# EXERCISE PROMPT
Duplicate all of the lines below character for character, leaving nothing out and changing nothing.

(Pointing records for named objects)
◇ ◇ ◇ ◇
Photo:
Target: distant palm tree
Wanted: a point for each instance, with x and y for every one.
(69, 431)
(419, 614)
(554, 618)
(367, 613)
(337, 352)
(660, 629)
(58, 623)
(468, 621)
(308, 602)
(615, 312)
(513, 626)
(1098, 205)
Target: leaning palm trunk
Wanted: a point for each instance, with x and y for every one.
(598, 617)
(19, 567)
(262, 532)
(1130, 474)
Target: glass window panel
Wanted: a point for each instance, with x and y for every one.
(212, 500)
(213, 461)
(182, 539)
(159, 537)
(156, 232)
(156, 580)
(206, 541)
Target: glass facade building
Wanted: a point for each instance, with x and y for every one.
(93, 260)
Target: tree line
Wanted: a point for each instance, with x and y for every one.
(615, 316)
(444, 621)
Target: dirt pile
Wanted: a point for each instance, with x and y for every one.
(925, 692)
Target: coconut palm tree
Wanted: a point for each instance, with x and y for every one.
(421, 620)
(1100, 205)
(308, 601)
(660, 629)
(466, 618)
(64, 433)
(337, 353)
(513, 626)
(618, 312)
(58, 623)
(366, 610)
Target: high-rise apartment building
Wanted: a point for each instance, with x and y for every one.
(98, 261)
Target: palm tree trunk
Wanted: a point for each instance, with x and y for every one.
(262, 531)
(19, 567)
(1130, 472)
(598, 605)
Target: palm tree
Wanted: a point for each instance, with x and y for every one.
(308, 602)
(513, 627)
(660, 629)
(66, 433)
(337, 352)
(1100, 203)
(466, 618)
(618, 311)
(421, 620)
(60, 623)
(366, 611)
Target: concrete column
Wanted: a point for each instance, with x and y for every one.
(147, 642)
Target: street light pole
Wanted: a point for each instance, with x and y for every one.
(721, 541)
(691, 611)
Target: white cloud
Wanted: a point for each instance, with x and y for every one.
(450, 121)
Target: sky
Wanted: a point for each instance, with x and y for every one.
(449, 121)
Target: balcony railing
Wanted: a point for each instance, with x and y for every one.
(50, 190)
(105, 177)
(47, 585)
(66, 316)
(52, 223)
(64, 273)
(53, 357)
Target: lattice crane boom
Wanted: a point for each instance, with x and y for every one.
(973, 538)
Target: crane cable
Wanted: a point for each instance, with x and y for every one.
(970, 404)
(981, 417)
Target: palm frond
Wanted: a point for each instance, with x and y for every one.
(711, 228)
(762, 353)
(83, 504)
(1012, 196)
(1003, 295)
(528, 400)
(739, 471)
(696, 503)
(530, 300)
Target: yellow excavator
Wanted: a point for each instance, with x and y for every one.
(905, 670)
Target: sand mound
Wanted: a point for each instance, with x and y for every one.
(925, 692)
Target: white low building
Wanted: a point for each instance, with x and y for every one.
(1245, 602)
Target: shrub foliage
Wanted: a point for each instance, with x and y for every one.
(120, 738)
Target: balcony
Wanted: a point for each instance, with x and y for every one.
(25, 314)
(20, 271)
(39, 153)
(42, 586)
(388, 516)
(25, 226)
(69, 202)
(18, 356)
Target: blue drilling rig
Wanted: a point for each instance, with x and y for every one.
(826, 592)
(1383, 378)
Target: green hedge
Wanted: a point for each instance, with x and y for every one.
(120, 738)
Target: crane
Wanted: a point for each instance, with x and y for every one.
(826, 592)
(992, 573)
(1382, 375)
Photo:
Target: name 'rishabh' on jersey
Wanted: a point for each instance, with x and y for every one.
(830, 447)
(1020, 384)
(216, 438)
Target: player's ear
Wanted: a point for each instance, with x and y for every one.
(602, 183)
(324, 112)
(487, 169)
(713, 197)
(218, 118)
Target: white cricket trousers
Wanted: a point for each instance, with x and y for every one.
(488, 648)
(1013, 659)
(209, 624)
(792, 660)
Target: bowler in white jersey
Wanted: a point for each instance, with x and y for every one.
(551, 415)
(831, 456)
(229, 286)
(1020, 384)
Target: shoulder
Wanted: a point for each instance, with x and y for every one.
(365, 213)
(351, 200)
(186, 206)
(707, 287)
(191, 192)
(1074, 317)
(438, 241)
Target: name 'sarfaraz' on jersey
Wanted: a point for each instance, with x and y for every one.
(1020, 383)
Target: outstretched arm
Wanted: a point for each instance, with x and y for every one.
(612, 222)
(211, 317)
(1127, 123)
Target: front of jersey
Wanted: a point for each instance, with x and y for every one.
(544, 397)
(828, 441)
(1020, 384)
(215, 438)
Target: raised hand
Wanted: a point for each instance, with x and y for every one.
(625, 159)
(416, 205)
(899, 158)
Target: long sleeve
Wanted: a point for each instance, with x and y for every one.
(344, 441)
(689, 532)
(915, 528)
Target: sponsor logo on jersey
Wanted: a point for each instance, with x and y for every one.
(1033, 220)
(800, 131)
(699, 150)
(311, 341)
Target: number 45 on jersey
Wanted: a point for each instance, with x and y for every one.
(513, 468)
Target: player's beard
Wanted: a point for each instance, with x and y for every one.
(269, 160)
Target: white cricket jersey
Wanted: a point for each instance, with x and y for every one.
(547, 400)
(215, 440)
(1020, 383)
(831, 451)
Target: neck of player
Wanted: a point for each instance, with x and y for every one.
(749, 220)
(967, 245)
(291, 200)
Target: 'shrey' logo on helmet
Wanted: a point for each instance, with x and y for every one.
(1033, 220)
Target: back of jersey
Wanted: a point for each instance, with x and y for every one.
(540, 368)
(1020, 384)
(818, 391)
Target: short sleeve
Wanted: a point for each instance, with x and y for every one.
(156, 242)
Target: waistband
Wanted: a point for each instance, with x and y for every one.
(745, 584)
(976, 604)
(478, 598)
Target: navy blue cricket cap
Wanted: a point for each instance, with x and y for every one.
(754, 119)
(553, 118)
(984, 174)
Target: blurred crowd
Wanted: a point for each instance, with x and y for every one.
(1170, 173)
◇ ◇ ◇ ◇
# TASK SOLUTION
Photo:
Target: distant palm tree
Wanted: a point for each instance, with x and y for every one.
(69, 431)
(419, 614)
(554, 618)
(367, 613)
(337, 352)
(660, 629)
(58, 623)
(468, 621)
(308, 602)
(615, 312)
(513, 626)
(1098, 205)
Target: leaning palm trunk
Wanted: a point for each instance, with x and y for every one.
(598, 617)
(19, 567)
(262, 532)
(1130, 474)
Target: glass window panel
Wanted: a point for each instance, with x and y for every one.
(212, 500)
(213, 461)
(182, 539)
(159, 537)
(156, 232)
(156, 580)
(206, 541)
Target: glass facade building
Wanted: a point for each instance, with x and y for every one.
(93, 260)
Target: tree line
Wanted: a point for each instance, with x and y for every one.
(615, 316)
(444, 621)
Target: dirt pile
Wanted: a point for each instance, with x and y for every one.
(925, 692)
Target: coconut palm tree
Wanted: a point for each instance, with x and y for every one.
(421, 620)
(1100, 205)
(308, 601)
(660, 629)
(466, 618)
(64, 433)
(337, 353)
(513, 626)
(618, 312)
(58, 623)
(366, 610)
Target: high-rise apartment building
Wanted: a point for each instance, with x and y for every one.
(98, 261)
Target: palm tree trunk
Wanted: a point for each instance, with x and y for every one.
(262, 531)
(19, 567)
(1130, 472)
(598, 605)
Target: palm tree
Wanted: a point for each instance, with x and y for every one.
(308, 602)
(513, 627)
(660, 629)
(66, 433)
(337, 352)
(1100, 203)
(466, 618)
(618, 311)
(421, 620)
(60, 623)
(366, 611)
Target: concrete column
Wanted: a point for each instance, with x and y for every one.
(147, 642)
Target: street light pole
Wanted: a point for each instance, with x and y for every one.
(721, 541)
(691, 611)
Target: white cloud
Wanted: a point for each instance, with x and y for every one.
(450, 121)
Target: sky
Wanted: a point for each instance, with x and y for every one.
(449, 121)
Target: balcony railing
Wanted: a point for each instance, with x and y for every one.
(50, 190)
(105, 177)
(47, 585)
(66, 316)
(52, 223)
(64, 273)
(53, 357)
Target: lattice crane boom
Wanted: a point for each instance, with x and y for every one.
(973, 538)
Target: crane cable
Wanted: a point for each instance, with x and y for every one.
(970, 404)
(981, 417)
Target: palm frond
Wanted: a point for each instance, with x and y for every one.
(711, 228)
(762, 353)
(83, 504)
(1012, 196)
(1003, 295)
(528, 400)
(739, 471)
(696, 503)
(530, 300)
Target: yellow excavator
Wanted: a point for each instance, with x and y for every one.
(905, 670)
Target: sand mound
Wanted: a point for each instance, with x and y for every one.
(925, 692)
Target: white low building
Wanted: a point for each instance, with x and y for every one.
(1245, 602)
Target: shrub foliage
Wanted: a point for each instance, with x and y for every one.
(120, 738)
Target: balcony
Wanted: a point for each instance, with x and y for every one.
(25, 314)
(20, 271)
(39, 153)
(42, 586)
(388, 516)
(25, 226)
(69, 202)
(18, 356)
Target: blue drilling rig
Wanted: a point for each instance, with x and y for every one.
(826, 592)
(1383, 378)
Target: green hedge
Wanted: a point for each instance, with x and y for every one.
(120, 738)
Target: crane
Wanted: a point for each instance, with x and y for every one.
(826, 592)
(992, 573)
(1382, 375)
Photo:
Target: name 'rishabh' on jersey
Wanted: a point for each instance, with x and y for every one.
(830, 447)
(1020, 384)
(216, 438)
Target: player's ear
Wanted: a point for each instance, with x and y for every one.
(602, 183)
(324, 112)
(487, 169)
(713, 197)
(218, 118)
Target: white cricket trousers
Wanted: a point for each instance, with x and y for every one.
(488, 648)
(1013, 659)
(209, 624)
(792, 660)
Target: bowler in white jersey
Wanted: a point for each instance, with x and y for every one.
(551, 415)
(831, 456)
(229, 286)
(1020, 384)
Target: shoulder
Wanted: a point for each instance, with x and y for every one.
(365, 213)
(351, 200)
(186, 206)
(707, 287)
(191, 192)
(1074, 317)
(438, 241)
Target: name 'sarfaraz' on jersey
Wanted: a point for each instance, with x and y for every one.
(1020, 383)
Target: outstretched arm
Wanted: a point for each instance, with x and y for every one.
(612, 222)
(211, 317)
(1127, 123)
Target: front of jersey
Wanted: a point for each instance, with x and y for every one.
(544, 397)
(828, 441)
(1020, 384)
(215, 438)
Target: raised hand
Wanted: a point for each instance, with x and y for every one.
(625, 159)
(416, 205)
(899, 158)
Target: long sleeve
Wanted: a point for each instance, with x and y for every one.
(344, 441)
(689, 532)
(915, 528)
Target: sponsor logo on jersey
Wanted: a point for each instance, with x and y for every one.
(1033, 220)
(800, 131)
(699, 150)
(311, 341)
Target: number 45 on jersey
Wanted: a point for each instance, with x and y for every one.
(513, 468)
Target: player's beard
Wanted: a point for each instance, with x and y for every one.
(269, 160)
Target: white cricket jersey
Wanted: a point for each instance, with x and y for every one.
(547, 400)
(215, 440)
(1020, 383)
(831, 451)
Target: neck of player
Wanted: a point for each instance, with x and y for every one.
(749, 220)
(967, 245)
(291, 200)
Target: 'shrey' logo on helmet
Wanted: a point for each instance, with x and y for every one.
(1033, 220)
Target: back of jersey
Wanted: a point for each instance, with x and y for every one.
(540, 368)
(1020, 384)
(818, 391)
Target: short sleeve
Wanted: a point for each instance, with x and y for every one.
(156, 242)
Target: waistband
Wanted: a point for each instance, with x and y for every one.
(745, 584)
(976, 604)
(478, 598)
Target: navy blue cricket cap
Wanted: a point for each instance, with x and y for every one.
(754, 119)
(553, 118)
(984, 174)
Target: blurred crowd
Wanted: a point for each instance, with x and y for every one.
(1170, 173)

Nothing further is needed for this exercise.